- Required work
Which lines of the entries contain the string "horizontal"? Please find them and copy them.

[[ Data open ]]

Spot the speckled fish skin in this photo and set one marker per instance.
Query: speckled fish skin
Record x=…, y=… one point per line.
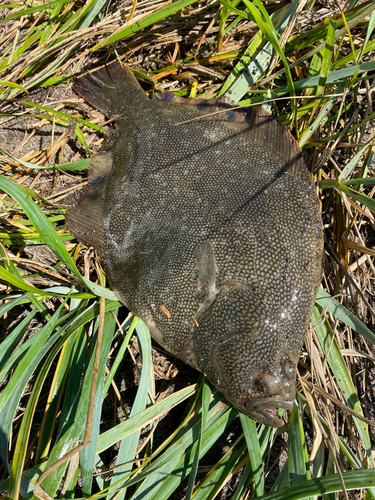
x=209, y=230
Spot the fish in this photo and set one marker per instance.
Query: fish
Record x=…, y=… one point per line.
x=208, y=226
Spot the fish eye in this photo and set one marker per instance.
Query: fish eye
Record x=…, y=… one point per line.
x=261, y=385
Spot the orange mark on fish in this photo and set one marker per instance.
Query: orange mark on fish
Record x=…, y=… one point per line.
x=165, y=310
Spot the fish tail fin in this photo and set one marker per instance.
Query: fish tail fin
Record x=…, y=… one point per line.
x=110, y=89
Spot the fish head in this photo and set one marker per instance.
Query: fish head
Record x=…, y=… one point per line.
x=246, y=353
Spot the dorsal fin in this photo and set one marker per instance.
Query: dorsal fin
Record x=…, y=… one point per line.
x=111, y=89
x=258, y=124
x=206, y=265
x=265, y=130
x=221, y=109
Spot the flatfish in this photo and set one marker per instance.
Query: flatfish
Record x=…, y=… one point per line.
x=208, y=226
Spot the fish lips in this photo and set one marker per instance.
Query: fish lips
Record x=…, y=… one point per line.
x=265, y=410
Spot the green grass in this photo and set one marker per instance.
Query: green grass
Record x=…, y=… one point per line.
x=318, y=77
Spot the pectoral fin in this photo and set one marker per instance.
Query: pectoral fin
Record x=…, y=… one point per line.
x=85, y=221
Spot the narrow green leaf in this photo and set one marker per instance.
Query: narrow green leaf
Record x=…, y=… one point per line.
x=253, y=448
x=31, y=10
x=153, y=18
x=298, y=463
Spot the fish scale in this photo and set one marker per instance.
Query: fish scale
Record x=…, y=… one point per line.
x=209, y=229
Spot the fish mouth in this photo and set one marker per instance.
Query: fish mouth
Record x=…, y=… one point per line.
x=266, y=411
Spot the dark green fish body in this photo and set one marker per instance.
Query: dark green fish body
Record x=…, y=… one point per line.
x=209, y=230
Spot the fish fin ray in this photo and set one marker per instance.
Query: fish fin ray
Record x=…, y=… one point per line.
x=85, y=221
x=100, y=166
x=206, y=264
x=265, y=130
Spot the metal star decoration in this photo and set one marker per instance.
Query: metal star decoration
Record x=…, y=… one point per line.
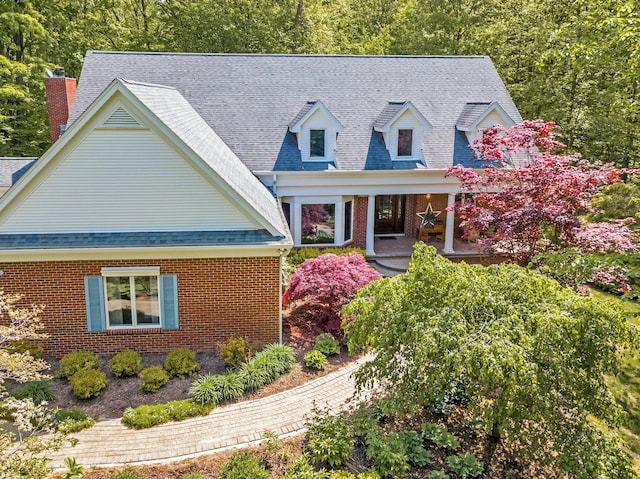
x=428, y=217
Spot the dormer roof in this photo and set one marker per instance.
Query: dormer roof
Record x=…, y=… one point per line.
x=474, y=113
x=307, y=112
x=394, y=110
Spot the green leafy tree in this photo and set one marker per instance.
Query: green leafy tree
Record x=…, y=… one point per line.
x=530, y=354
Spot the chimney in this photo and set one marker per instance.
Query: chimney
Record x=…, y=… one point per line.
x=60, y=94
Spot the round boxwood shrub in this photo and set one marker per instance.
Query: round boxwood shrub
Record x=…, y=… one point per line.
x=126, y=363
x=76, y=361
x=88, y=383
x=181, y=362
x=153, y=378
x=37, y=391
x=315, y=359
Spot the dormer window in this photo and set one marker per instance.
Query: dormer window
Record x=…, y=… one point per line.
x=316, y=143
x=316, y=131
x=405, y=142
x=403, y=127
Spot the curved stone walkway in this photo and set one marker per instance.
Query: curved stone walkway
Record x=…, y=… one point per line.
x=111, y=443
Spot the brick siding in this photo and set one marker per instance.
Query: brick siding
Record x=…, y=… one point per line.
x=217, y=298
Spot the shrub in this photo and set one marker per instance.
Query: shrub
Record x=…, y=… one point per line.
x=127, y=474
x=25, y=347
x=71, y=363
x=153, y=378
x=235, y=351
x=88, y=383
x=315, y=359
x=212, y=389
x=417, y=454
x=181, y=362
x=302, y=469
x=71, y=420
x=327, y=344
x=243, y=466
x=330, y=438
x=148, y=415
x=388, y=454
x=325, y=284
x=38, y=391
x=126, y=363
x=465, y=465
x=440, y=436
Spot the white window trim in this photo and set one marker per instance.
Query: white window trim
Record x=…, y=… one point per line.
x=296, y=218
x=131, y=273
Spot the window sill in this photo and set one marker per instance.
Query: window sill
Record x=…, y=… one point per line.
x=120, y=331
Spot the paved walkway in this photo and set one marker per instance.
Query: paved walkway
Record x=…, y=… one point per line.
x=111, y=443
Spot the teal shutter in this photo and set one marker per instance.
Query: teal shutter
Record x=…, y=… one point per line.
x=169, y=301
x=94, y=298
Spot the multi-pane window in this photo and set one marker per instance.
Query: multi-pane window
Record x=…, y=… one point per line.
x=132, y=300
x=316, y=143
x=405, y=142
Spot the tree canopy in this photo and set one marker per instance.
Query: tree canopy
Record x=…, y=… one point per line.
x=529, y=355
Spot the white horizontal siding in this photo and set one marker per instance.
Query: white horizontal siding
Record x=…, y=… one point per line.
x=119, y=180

[[ Data closed ]]

- Result for this task
Spot the white horizontal siding in this photo and set one marker per instance.
Query: white horizontal siding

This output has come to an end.